Блок текста ▸

───

В настоящей статье осмысляются некоторые феномены традиционной культуры и современной массовой литературы, подтверждающие один из важных аспектов мифа о поединке Перуна и Волоса/Велеса – его созидательный характер: результатом победы Перуна является освобождение вод и скота; благодатный дождь, завершающий поединок, способствует возрождению природы и плодородию земли.
В центре внимания авторов статьи три пласта нарративов – змееборческие сюжеты ряда европейских народов, обрядовые песни русских и финно-угров Поволжья и роман М.В. Семеновой «Поединок со Змеем».
Прежде всего хотелось бы обратить внимание на змееборческие сюжеты, в отдельных вариантах которых поединок героя со змеем приобретает черты космогонического процесса. В такого рода повествованиях факт появления чудовищного змея, как правило, соотносится с разрушительными тенденциями в мире природы, всеобщим хаосом. Например, в русских народных сказках: « …утка крякнула, берега звякнули, море взболталось, море всколыхалось – лезет чудо-юда, мосальская губа: змей шестиглавый» [Афанасьев, Т. 1, с. 269-270]; «Вдруг засвистали ветры, поднялась сильная буря – прилетел шестиглавый змей...» [Афанасьев, Т. 2, с. 252]; «Потом вдруг видит синё море расходилосе, волна ходит с краю на край на море. … выходит трехглавый змей...» [Никифоров, с. 46]. Сходные мотивы появляются в английских легендах, в частности в легенде о драконе, появившемся недалеко от города Честерфилд (графство Дербишир): местный священник бросает дракону вызов, пытается взобраться на скалу Уинлеттер, чудовище призывает грозу и сильный ветер, чтобы помешать герою. [14]. В свою очередь после поединка героя со змеем происходит радикальное преобразование природы, во многом определяющее современный облик славянских и шире европейских земель. В хорошо известном всем славянским народам сюжете о Никите Кожемяке побежденный змей предлагает герою разделить всю землю, весь свет, поровну; Кожемяка соглашается: «Никита провел борозду от Киева до Моря Кавстрийского. <…> Эта борозда и теперь видна, вышиною та борозда двух сажен. Кругом ее пашут, а борозды не трогают» [Афанасьев, Т. 1, с. 328]. В шотландской легенде об Ассипатле и Владыке Морском Змее смерть Змея также становится причиной географических изменений: зубы, выпавшие из его пасти, становятся Оркнейскими и Шетландскими островами, а тело змея – Исландией: «Then some of its teeth fell out and rested in the sea, and became the Islands that we now call the Orkney Isles; and a little afterwards some more teeth dropped out, and they became what we now call the Shetland Isles. After that the creature twisted itself into a great lump and died; and this lump became the Island of Iceland» [Grierson, с. 241–242].

───

Задания для выполнения ▸
1 > Проверьте по блоку текста утверждения (а), (б) и (в). Для каждого ответьте «да» или «нет» и дословно процитируйте слова текста, которые это решают.
(а) В легенде о драконе у Честерфилда вызов чудовищу бросает местный священник.
(б) Никита Кожемяка провел борозду от Киева до Черного моря.
(в) В шотландской легенде тело Змея превращается в Оркнейские острова.
2 > Какой высоты, согласно блоку текста, борозда, проведенная Никитой Кожемякой?
Опирайтесь только на блок текста.

───

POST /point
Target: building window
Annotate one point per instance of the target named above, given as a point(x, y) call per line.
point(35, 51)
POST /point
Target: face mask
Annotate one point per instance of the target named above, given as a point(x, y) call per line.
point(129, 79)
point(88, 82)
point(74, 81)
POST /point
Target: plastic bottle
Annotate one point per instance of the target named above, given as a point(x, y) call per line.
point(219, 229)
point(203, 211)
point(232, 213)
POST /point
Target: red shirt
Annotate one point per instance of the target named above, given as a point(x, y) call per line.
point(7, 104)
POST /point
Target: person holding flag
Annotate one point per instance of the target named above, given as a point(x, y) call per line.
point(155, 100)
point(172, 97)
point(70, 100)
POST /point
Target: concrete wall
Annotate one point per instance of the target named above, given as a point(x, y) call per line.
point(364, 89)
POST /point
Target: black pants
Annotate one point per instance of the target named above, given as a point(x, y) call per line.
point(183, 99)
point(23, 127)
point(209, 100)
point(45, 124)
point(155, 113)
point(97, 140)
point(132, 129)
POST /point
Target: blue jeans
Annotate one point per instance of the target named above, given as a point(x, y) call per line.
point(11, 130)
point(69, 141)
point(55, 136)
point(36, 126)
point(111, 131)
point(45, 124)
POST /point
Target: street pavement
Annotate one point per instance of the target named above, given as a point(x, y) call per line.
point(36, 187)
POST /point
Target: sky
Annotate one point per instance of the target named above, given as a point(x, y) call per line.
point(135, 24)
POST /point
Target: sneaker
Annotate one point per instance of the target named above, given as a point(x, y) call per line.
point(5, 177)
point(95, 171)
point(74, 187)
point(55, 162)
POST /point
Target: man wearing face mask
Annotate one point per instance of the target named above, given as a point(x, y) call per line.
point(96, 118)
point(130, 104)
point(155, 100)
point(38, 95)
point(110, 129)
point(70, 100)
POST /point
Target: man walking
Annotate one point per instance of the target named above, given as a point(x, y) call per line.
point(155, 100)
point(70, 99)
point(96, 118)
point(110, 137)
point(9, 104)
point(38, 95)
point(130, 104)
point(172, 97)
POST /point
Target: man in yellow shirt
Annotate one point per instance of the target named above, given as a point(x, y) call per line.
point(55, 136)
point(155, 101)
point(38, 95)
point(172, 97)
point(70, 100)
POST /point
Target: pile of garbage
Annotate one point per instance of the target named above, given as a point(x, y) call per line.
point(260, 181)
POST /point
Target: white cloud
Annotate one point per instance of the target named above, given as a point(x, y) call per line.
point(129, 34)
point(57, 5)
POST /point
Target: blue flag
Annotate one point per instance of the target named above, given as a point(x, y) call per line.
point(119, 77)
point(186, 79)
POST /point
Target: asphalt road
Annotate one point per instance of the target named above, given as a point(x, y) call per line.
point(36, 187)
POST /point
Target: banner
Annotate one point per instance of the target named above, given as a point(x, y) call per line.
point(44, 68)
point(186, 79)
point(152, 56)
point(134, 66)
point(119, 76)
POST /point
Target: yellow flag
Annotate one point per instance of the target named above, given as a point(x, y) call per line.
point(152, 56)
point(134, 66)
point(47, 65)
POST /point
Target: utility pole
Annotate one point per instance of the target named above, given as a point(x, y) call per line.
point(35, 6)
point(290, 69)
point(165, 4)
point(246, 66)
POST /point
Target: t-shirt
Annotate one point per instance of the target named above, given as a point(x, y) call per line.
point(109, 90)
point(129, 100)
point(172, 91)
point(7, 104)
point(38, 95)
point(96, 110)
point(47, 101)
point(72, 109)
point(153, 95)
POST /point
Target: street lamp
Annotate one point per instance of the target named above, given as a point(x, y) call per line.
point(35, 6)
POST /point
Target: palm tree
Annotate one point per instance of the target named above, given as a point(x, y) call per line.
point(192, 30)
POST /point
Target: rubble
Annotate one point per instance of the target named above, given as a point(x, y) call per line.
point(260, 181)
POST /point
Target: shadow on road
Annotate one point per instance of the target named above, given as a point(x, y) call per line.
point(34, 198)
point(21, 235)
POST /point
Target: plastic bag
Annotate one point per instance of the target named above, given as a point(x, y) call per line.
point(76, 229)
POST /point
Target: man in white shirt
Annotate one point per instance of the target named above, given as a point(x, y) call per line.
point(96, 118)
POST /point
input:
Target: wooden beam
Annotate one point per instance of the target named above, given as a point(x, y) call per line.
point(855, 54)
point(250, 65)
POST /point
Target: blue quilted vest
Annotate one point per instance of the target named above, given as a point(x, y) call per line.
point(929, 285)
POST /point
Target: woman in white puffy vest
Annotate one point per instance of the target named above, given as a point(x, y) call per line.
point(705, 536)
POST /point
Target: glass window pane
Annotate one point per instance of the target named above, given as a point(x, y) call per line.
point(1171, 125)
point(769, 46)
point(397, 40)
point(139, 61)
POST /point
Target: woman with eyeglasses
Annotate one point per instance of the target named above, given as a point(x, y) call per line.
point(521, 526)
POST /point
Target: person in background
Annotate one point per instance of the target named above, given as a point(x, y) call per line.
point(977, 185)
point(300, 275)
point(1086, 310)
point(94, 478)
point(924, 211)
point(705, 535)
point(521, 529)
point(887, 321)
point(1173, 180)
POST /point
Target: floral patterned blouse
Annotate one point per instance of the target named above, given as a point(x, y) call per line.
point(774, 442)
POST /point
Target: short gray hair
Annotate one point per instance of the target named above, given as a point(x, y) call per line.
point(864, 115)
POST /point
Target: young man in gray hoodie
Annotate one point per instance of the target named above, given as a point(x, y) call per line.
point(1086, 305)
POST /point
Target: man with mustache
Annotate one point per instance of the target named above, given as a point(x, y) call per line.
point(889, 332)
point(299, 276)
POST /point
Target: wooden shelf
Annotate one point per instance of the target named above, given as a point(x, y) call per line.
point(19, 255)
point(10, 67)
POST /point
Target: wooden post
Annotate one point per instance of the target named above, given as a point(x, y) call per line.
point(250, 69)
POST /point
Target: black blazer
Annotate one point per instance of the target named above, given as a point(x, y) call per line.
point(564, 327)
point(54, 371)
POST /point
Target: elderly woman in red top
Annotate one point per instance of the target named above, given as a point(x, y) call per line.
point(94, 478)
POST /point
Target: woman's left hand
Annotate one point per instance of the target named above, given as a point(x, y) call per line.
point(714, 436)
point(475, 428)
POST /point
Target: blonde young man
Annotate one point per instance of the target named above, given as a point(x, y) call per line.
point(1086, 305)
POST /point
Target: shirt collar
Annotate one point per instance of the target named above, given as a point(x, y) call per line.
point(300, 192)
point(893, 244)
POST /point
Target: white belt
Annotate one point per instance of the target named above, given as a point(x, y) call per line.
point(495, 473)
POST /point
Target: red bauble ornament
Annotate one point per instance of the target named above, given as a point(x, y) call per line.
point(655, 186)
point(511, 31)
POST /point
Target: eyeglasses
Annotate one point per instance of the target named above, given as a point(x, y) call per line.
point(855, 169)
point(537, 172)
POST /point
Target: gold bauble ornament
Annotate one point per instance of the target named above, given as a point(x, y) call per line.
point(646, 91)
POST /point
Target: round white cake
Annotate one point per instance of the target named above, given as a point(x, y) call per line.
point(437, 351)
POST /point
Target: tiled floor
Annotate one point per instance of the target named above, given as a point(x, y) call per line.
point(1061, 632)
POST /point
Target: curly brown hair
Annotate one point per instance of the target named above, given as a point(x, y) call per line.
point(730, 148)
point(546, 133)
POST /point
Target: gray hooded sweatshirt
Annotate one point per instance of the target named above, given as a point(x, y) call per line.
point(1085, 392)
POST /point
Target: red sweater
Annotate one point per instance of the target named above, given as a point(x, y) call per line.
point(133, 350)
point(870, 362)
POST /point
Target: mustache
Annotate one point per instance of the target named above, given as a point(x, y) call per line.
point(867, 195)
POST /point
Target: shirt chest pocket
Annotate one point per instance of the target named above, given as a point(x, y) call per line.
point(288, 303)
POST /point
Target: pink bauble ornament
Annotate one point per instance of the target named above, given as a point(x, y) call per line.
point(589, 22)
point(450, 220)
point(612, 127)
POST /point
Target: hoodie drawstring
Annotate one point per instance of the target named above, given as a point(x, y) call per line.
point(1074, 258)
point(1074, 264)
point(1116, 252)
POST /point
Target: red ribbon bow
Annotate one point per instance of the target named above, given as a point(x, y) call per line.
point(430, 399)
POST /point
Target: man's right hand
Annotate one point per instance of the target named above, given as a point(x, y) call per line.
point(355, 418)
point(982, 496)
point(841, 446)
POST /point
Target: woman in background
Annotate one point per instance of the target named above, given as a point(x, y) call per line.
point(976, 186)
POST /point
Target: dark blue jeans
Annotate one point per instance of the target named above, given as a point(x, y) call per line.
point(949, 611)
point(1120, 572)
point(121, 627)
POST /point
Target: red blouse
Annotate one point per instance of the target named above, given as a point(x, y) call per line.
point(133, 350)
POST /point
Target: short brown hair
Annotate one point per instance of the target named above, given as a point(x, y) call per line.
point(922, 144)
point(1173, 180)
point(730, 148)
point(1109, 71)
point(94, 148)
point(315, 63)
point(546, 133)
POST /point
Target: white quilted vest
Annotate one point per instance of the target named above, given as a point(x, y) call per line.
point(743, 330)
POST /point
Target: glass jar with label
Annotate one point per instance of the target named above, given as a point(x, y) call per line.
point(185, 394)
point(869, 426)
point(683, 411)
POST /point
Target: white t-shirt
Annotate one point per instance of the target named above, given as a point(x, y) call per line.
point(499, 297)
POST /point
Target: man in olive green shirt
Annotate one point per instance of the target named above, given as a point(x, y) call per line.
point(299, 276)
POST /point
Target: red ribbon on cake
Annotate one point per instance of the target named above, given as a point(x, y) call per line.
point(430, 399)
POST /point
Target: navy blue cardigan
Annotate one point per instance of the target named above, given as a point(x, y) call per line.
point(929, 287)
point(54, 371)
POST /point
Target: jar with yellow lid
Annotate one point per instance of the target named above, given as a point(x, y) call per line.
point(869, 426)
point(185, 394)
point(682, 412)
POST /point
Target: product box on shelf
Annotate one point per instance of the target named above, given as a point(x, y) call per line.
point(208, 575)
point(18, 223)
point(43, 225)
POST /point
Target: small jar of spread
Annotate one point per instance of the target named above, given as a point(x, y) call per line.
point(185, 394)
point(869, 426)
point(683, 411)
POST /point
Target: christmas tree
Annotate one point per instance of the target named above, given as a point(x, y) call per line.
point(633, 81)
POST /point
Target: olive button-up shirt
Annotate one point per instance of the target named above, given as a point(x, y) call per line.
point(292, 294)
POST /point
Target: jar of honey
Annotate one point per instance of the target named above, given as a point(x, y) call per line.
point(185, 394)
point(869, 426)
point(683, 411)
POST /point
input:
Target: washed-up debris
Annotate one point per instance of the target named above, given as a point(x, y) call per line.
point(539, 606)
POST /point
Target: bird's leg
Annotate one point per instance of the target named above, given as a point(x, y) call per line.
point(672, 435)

───

Решения задач ▸
1 >
(а) Да: «местный священник бросает дракону вызов».
(б) Нет: «Никита провел борозду от Киева до Моря Кавстрийского».
(в) Нет: «зубы, выпавшие из его пасти, становятся Оркнейскими и Шетландскими островами, а тело змея – Исландией».

2 > Высотой в две сажени.